───── Records for processing

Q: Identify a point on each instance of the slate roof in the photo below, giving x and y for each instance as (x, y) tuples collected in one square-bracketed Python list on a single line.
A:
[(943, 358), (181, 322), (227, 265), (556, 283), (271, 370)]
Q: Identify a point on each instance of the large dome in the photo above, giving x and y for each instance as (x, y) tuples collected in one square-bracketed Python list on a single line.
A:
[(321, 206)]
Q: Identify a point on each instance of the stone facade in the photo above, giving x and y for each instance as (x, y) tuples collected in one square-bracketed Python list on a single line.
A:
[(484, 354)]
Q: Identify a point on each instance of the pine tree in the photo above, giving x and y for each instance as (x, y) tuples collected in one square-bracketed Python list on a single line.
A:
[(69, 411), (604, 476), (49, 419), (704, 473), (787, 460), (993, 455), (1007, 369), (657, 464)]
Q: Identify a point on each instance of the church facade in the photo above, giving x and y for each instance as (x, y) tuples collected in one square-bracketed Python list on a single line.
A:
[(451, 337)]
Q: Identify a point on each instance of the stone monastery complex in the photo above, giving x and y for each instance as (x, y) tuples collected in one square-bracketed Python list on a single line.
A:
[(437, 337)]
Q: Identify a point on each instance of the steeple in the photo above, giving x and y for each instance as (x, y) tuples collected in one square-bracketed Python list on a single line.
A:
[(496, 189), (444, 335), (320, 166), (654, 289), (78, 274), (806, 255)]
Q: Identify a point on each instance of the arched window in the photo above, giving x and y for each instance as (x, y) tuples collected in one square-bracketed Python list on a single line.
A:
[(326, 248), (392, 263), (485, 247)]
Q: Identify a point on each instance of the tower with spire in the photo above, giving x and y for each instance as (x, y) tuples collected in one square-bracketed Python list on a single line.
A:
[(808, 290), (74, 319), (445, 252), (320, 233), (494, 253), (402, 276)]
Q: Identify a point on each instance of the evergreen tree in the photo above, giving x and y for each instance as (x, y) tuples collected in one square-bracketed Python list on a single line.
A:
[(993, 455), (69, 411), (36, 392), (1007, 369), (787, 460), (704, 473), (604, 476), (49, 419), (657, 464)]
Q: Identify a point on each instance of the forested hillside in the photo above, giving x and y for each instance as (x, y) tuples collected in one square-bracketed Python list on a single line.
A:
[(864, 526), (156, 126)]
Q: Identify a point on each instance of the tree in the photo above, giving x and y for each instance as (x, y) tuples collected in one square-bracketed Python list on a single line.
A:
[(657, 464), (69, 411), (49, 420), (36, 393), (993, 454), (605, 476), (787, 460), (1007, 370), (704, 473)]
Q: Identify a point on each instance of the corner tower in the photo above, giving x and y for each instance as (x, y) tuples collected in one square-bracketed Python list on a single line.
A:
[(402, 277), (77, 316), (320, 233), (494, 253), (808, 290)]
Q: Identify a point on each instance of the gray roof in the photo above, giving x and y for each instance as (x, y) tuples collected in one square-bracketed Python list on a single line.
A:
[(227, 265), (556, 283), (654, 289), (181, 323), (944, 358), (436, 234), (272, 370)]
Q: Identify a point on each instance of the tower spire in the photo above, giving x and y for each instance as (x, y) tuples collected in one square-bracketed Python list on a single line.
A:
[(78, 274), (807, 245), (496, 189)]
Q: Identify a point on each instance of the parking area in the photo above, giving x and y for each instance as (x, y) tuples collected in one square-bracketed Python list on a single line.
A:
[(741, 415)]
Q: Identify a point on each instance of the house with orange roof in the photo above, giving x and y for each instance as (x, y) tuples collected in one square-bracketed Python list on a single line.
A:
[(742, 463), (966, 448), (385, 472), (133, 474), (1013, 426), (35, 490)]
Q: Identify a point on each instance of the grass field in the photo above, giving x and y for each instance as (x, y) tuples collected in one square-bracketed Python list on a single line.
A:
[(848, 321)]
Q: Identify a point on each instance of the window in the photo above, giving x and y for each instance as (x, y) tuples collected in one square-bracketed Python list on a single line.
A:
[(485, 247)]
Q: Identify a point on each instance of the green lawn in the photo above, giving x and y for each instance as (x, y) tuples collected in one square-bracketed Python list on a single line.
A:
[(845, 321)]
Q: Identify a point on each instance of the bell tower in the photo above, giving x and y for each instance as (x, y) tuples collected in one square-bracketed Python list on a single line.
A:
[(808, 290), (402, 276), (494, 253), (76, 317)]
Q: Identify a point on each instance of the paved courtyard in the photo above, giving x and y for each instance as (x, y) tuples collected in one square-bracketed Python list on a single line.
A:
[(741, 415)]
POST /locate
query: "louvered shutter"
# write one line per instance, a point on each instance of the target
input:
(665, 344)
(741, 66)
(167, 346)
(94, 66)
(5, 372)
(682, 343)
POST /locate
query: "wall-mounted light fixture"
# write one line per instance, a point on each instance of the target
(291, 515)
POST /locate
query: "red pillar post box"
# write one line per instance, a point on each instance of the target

──────────

• Written request
Copy all of the lines above word for word, keeping their original order.

• Written answer
Q: Identify a point on each instance of the slate roof in the photo below, giving x and y for each instance as (x, y) tuples collected in one square-bracketed Python list on a single line.
A:
[(943, 358), (181, 322), (227, 265), (556, 283), (271, 370)]
Q: Identify a point on each instance of the large dome in the photo above, giving x and y for each instance as (x, y) tuples collected in one square-bracketed Python list on a single line.
A:
[(321, 206)]
Q: Identify a point on each instance of the stone facade in the photo above, giving x and y for each instance as (x, y) tuples collected in one square-bracketed Python list on a single line.
A:
[(484, 354)]
Q: Identify a point on each instance of the pine tree in the photo above, giving x and y for each instance as (x, y) tuples collected in one square-bracketed Python list on a single line.
A:
[(69, 411), (604, 476), (49, 419), (704, 473), (787, 460), (993, 455), (1007, 369), (657, 464)]
Q: Identify a point on each instance of the church facade in the photo above, giving x and y for each instance as (x, y) tuples collected in one square-bracketed Python list on a single line.
A:
[(451, 337)]
Q: Identify a point on each instance of the stone monastery complex in the photo above, giving x and y for each instance as (x, y) tuples collected in one square-bracketed Python list on a single line.
A:
[(437, 337)]
Q: Identify a point on each instance of the steeple in the photo above, giving x and y for each instance as (x, y) tuples collected in one square-bracketed Python list on a single line.
A:
[(496, 189), (444, 335), (320, 166), (654, 289), (78, 274), (806, 255)]
Q: Identify a point on each instance of the arched window in the photo above, giving x and y for each instance as (x, y) tuples collected in one square-bracketed Python list on a single line.
A:
[(326, 248), (392, 263), (485, 247)]
Q: Identify a point on each instance of the tower with spire in the photo above, giving x and y for each instance as (x, y) tuples collected in one square-bracketed Python list on a single line.
A:
[(808, 290), (74, 319), (445, 252), (320, 233), (494, 253), (402, 276)]
Q: Identify a point on each instance of the evergreen tree in the photo above, giving x and y for each instance as (x, y) tuples collected in one square-bracketed Python list on a single line.
A:
[(993, 455), (69, 411), (36, 392), (1007, 369), (787, 460), (704, 473), (604, 476), (49, 419), (657, 464)]
Q: Identify a point on each instance of the forested hillside in the photo above, giving x and y for each instance as (x, y) tuples collected in one square-bracketed Python list on a single line.
A:
[(864, 526), (156, 126)]
Q: Identify a point on each instance of the tree in the photo above, giving x and y for each instance as (x, y) tuples collected in one square-bracketed Python list on a single line.
A:
[(657, 464), (69, 411), (49, 420), (36, 393), (993, 454), (605, 476), (787, 460), (1007, 370), (704, 473)]
Q: Identify a point on each instance of the corner tower in the photo above, giving x and y for each instance as (x, y) tuples collected in one square-bracketed Python list on a single line.
A:
[(402, 277), (77, 316), (320, 233), (494, 253), (808, 290)]
Q: Identify a point on each instance of the gray roof in the photo above, giving x and y for each instance as (x, y) tuples collected in one square-bracketed Python list on a single line.
A:
[(227, 265), (556, 283), (654, 289), (181, 323), (944, 358), (436, 234), (272, 370)]
Q: Identify a point on each instance of the tower spire in the photo above, giving x and y for each instance as (x, y) tuples collected in one square-bracketed Python list on a single line.
A:
[(78, 274), (807, 245), (496, 189)]
Q: Identify a point on each instance of the parking area in the photo above, giving x and y for each instance as (x, y) tuples collected in one square-bracketed Python list on a single line.
A:
[(741, 415)]
Q: Identify a point on each instance of the house with orange roof in the photo above, giving x and y for each instance as (x, y) tuples collected in one square-bracketed Python list on a single line.
A:
[(742, 463), (966, 448), (385, 472), (133, 474), (1013, 426), (35, 490)]
Q: Identify a point on each instance of the grass field in the photo above, giving x and y for each instance as (x, y) tuples collected in one square-bracketed Python list on a single line.
A:
[(848, 321)]
Q: Identify a point on each instance of the window in the photo above, giving x and y for each instance as (x, y) tuples collected in one square-bracketed Python list on a single line.
A:
[(485, 247)]
Q: Identify a point on each instance of the green lawn in the photo above, giving x and y for each instance as (x, y) tuples collected in one square-bracketed Python list on a single line.
A:
[(845, 321)]
Q: Identify a point on each instance of the bell tower in the photo above, giving x and y for each instance as (x, y) tuples collected in one square-bracketed Python list on a single line.
A:
[(808, 290), (402, 276), (494, 253), (76, 317)]
Q: Identify a point on each instance of the paved courtyard in the photo above, giving x and y for each instance as (x, y) tuples collected in one square-bracketed Python list on a single line.
A:
[(741, 415)]
POST /locate
query: "louvered shutter"
# write one line per instance, a point on each instance of the target
input:
(665, 344)
(741, 66)
(167, 346)
(94, 66)
(5, 372)
(682, 343)
POST /locate
query: "wall-mounted light fixture"
# write one line per instance, a point on each instance of the target
(291, 515)
POST /locate
query: "red pillar post box"
# write one line per instance, a point on each instance of the target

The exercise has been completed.